**What needs to be done:** Take the data below and copy exactly the lines starting at the one with "Target: street light pole" and finishing at the one with "Target: marble wall panel", both included.

**Entries shown:**
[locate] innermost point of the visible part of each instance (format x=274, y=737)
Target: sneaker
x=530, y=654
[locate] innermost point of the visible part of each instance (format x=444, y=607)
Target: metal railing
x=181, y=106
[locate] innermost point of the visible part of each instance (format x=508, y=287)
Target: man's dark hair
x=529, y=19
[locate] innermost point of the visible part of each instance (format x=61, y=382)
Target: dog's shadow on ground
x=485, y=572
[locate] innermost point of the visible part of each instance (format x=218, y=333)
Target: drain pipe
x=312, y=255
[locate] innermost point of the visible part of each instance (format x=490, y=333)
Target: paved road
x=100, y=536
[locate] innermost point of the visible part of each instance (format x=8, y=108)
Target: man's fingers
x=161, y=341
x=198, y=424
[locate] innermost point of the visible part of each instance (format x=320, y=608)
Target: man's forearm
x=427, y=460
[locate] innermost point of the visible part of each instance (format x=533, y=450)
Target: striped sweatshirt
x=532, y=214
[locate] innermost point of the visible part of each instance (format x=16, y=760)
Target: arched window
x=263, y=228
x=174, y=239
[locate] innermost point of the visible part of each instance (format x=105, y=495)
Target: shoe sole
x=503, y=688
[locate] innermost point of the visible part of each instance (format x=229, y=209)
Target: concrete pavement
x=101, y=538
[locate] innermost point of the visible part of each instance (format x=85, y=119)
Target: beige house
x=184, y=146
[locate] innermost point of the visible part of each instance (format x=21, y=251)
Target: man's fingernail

...

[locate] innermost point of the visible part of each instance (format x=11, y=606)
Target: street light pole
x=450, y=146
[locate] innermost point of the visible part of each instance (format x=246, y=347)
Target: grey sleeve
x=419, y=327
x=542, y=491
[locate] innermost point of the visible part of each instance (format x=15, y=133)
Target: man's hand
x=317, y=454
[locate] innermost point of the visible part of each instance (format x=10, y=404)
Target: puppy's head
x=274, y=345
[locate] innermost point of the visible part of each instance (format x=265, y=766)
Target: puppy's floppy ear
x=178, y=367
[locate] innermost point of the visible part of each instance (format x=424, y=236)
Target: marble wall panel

--

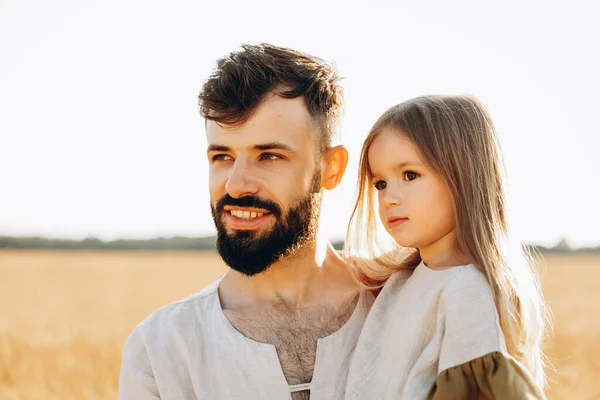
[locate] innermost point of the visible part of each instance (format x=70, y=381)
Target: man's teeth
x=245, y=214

**Response:**
Target: street light pole
x=450, y=146
[locate] innermost point of the visible part of each instance (format x=246, y=347)
Target: grey sleeve
x=419, y=327
x=542, y=491
[locate] innermost point of the visible part of each instance (format x=15, y=133)
Target: man's hand
x=317, y=454
[locate] innermost point of the visible part of each instance (format x=10, y=404)
Target: puppy's head
x=274, y=345
[locate] innermost point of the visible part of each instance (format x=265, y=766)
Target: puppy's floppy ear
x=178, y=367
[locate] innermost point of the visible part of each instance (format x=424, y=236)
Target: marble wall panel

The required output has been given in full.